It becomes the shared language you use with your producing partners and your partners at the studio and the network. If you tell each other (and other people) that story over and over again there’s a lot less chance of getting five episodes in on a notes call and realizing everybody is on a different page. It goes back to that quote:
“The story of your product,” which in our case is our narrative story, “your company, and your vision should drive everything you do.”
You can zoom out from your script and apply this to who you are as a writer. Sometimes I worry that I'm going back to the same well too often, not just the genres I love but also the themes I'm interested in. Tennessee Williams said that it takes an artist ten years to fully work through themes that are important to them.
If art is at least on some level about self-expression then the fictional stories you tell are also a grand story you're telling about yourself. Maybe it's not repetition, maybe it's honing and perfecting your own story over time, so that it becomes fluid and effortless.
There is one more small anecdote from the book that I want to share. Tony tells a story about watching Steve Jobs pull out a jeweler’s loupe and inspect pixels on a display. That was the moment he learned the level of detail that would be expected of him at Apple. Down to the pixel.
It reminded me that one of my showrunner partners set up the tradition of watching the final mixed and mastered cut of every episode on a shitty television in the office because, “Our audience isn’t going to be watching this on a multi-million dollar mixing stage.” He wanted to hear it like most of them were going to hear it.

(Excerpts of bounding box data)

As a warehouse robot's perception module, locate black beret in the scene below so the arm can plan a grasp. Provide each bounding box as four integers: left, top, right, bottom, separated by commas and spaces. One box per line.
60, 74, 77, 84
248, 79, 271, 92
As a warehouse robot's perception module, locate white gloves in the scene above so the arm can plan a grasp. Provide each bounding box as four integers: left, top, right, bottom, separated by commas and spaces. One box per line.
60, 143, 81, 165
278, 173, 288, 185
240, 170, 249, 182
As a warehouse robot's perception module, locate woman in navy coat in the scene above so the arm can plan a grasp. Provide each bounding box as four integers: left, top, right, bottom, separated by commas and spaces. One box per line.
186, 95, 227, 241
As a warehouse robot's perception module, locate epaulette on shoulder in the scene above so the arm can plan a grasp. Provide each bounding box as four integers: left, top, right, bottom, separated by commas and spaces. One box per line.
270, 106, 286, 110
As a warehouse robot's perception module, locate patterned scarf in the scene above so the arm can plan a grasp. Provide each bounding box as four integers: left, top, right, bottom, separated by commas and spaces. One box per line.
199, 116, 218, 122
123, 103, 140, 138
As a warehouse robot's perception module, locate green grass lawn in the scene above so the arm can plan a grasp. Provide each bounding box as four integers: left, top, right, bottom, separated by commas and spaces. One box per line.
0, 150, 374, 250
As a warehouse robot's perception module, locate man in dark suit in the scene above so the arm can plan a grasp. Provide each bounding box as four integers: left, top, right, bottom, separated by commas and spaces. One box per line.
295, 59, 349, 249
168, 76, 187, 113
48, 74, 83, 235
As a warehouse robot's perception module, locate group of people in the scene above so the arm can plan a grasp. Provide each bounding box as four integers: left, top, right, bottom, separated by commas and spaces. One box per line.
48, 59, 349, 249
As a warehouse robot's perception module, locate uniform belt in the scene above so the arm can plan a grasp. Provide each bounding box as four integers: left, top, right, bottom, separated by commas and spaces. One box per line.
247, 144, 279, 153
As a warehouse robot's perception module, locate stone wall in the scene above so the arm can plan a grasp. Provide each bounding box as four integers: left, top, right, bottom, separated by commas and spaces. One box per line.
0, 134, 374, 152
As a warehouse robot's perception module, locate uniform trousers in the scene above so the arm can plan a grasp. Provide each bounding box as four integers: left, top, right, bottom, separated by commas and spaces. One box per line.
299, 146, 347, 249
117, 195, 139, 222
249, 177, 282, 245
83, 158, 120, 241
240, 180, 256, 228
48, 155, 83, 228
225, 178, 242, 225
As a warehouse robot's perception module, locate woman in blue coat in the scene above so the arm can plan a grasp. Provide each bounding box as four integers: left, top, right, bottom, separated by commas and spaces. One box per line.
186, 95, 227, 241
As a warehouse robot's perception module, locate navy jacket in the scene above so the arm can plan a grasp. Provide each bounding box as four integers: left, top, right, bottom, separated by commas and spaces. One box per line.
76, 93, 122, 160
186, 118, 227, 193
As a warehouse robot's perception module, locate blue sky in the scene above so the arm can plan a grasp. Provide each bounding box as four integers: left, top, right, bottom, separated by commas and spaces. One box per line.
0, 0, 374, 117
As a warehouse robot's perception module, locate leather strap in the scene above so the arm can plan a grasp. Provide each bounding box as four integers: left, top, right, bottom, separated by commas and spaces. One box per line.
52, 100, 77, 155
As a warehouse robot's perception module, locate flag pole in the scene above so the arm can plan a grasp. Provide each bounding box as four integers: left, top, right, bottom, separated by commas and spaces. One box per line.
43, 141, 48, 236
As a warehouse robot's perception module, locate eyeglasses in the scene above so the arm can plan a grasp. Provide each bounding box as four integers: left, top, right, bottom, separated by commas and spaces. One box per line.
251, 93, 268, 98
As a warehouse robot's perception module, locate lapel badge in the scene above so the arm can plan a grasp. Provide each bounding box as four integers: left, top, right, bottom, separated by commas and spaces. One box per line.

> [Given request]
From the passage about TV writing:
(a) Who said it takes an artist ten years to fully work through themes that are important to them?
(b) What did Steve Jobs pull out to inspect pixels on a display?
(c) Where did the showrunner partner watch the final mixed and mastered cut of every episode?
Rely only on the passage about TV writing, not on the items.

> [Answer]
(a) Tennessee Williams.
(b) A jeweler's loupe.
(c) On a shitty television in the office.